## Dataset excerpt
⁂

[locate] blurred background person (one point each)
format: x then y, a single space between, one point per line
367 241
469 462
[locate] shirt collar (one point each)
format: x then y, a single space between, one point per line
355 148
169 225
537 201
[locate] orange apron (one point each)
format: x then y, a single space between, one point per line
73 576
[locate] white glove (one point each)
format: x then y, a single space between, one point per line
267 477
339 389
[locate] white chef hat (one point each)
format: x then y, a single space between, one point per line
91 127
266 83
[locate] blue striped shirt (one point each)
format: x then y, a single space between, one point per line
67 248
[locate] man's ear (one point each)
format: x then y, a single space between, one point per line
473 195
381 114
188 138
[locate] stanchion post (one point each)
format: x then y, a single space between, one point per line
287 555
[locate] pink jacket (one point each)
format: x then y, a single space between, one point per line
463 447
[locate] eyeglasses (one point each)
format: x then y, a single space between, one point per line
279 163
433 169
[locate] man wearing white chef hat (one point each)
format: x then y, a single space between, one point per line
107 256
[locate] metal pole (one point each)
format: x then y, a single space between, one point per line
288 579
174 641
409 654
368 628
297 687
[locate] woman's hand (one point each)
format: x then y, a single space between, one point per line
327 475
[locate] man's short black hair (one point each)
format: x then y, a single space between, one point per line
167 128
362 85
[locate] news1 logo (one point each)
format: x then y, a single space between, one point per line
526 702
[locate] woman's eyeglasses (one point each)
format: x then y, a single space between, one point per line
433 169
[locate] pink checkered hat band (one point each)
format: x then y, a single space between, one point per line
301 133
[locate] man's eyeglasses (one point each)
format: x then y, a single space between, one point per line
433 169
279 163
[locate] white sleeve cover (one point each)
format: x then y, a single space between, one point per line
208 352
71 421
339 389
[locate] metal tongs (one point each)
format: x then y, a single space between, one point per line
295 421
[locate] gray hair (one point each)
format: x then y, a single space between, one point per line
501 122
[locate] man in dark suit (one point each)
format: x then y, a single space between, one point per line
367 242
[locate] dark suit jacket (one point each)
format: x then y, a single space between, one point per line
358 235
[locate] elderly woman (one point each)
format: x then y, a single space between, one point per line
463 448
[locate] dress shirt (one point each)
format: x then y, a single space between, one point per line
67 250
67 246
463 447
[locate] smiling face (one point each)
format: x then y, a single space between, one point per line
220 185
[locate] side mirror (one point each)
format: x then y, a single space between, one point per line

⁂

## Given instruction
Reproduce every line of the data from the line holding "[locate] metal pole (one point each)" through the final line, inclusive, and add 42 to each x and y coordinate of the points.

## Solution to this task
[locate] metal pole (one point each)
format: x then y, a single space between, one point per line
330 621
216 683
451 696
410 670
339 729
[locate] woman's hand (one point each)
format: x then y, a single space between, one point per line
369 517
[locate] man's short black hair (one point each)
format: x then y, a single space between, one point per line
209 170
404 127
[locate] news1 logo (one point each)
format: x then y, a single space between, one point per line
568 744
[locate] woman's eyeglasses (one point each)
format: x then y, a single space between, one point per line
475 211
[locate] pink checkered hat band (one point each)
format: x then y, a single space between, one point per line
343 175
[locate] man's eyeglasses (one point each)
format: x then y, a single space between, one point per line
475 211
321 205
[locate] white sleeve cover (one point each)
format: x then y, a single space between, one point per line
250 394
113 463
381 431
[locate] metal tongs (one point each)
format: x then y, a single space between, one point per line
337 463
[locate] gray hair (one point each)
format: x then y, a single space between, one point per line
543 164
[locate] man in dark suit (one point each)
format: x then y, a single space between, one point per line
409 284
[locate] dark suit jacket (one point each)
format: x then y, a single space between, one point per line
400 277
[locate] elderly woman (one point each)
format: x then y, a single space between, one point per line
505 490
[locate] dress shirt (one point each)
format: x then y, a single space between, one point per line
109 292
109 288
505 489
[locate] smiling face (one point each)
format: x then y, a single space between, one point per line
262 227
[locate] side mirror (one point each)
format: x then y, a single space between, one point per line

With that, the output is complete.